Женщины, более похожей на бабу-ягу, чем Надежда Яковлевна, особенно по первому впечатлению, лично я не помню: крючковатый бабы-ягинский нос, прокуренный беломорканальский голос, хитрый пронзительный глаз, худенькие конечности с крупными несоразмерными ладонями и ступнями и совершеннейшая безбытность. В моей жизни она так и возникла – ниоткуда, как и положено сказочному персонажу.
Реально, как я теперь понимаю, знакомство ее с моей матерью было родом из Тарусы, и знакомством этим они обязаны семейству Голышевой-Оттена, которые в те давние годы, где-то в конце пятидесятых, олицетворяли Тарусу наряду с Паустовским, с которым их дом почти соседствовал.
Елена Михайловна Голышева, ныне более известная как мать Виктора Петровича Голышева – моего ровесника и великого переводчика с английского – была в те годы крупной величиной в художественном переводе, с особенным акцентом на драматургию Лилиан Хеллман, Артура Миллера (совместно с Борисом Изаковым). Ее второй муж, Николай Давыдович Оттен, был, как это сказано у Слуцкого, “широко известен в узких кругах”. Литературный бог, которому он был верен всю жизнь, наделил его вкусом, не наделив талантом, и это была его внутренняя драма, время от времени прорывавшаяся наружу истерическими протуберанцами, которые в среде близких людей, а к ним относилась и моя мама, именовались оттенизмами.

▸ ИСХОДНЫЕ ДАННЫЕ:
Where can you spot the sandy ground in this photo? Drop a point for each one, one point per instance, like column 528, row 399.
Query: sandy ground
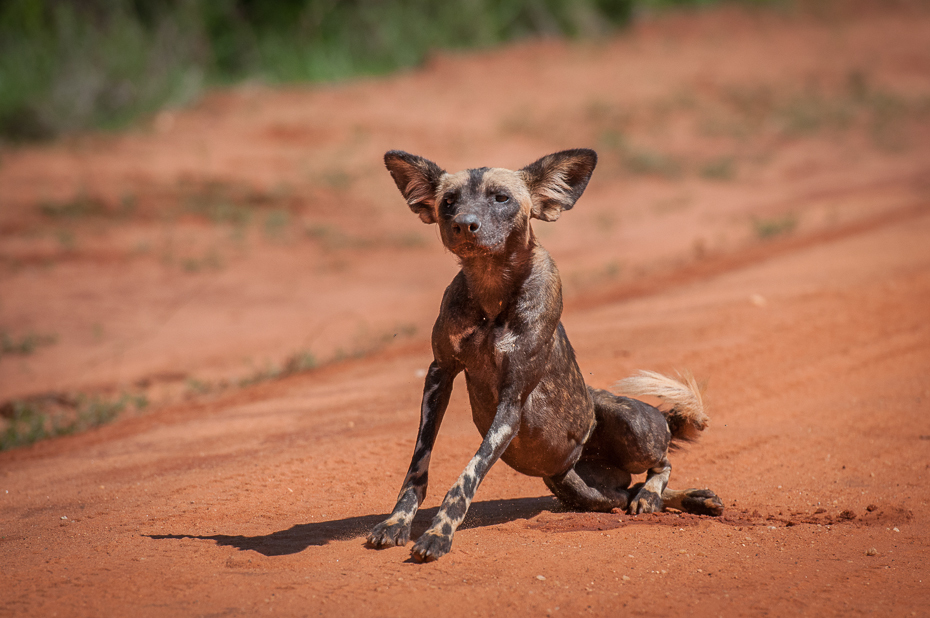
column 760, row 215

▸ ЗАДАНИЕ 1:
Выпишите из воспоминаний о Надежде Яковлевне отрывок, начиная со слов «Елена Михайловна Голышева, ныне» и далее до слов «мама, именовались оттенизмами.».
▸ ЗАДАНИЕ 2:
Ответьте по воспоминаниям о Надежде Яковлевне:
(а) С чьим домом в Тарусе почти соседствовал дом Голышевой-Оттена?
(б) Кем Елена Михайловна Голышева приходилась Виктору Петровичу Голышеву?
(в) Как близкие люди называли истерические вспышки Николая Давыдовича Оттена?

▸ РЕЗУЛЬТАТ 1:
Елена Михайловна Голышева, ныне более известная как мать Виктора Петровича Голышева – моего ровесника и великого переводчика с английского – была в те годы крупной величиной в художественном переводе, с особенным акцентом на драматургию Лилиан Хеллман, Артура Миллера (совместно с Борисом Изаковым). Ее второй муж, Николай Давыдович Оттен, был, как это сказано у Слуцкого, “широко известен в узких кругах”. Литературный бог, которому он был верен всю жизнь, наделил его вкусом, не наделив талантом, и это была его внутренняя драма, время от времени прорывавшаяся наружу истерическими протуберанцами, которые в среде близких людей, а к ним относилась и моя мама, именовались оттенизмами.

▸ РЕЗУЛЬТАТ 2:
(а) С домом Паустовского.
(б) Матерью.
(в) Оттенизмами.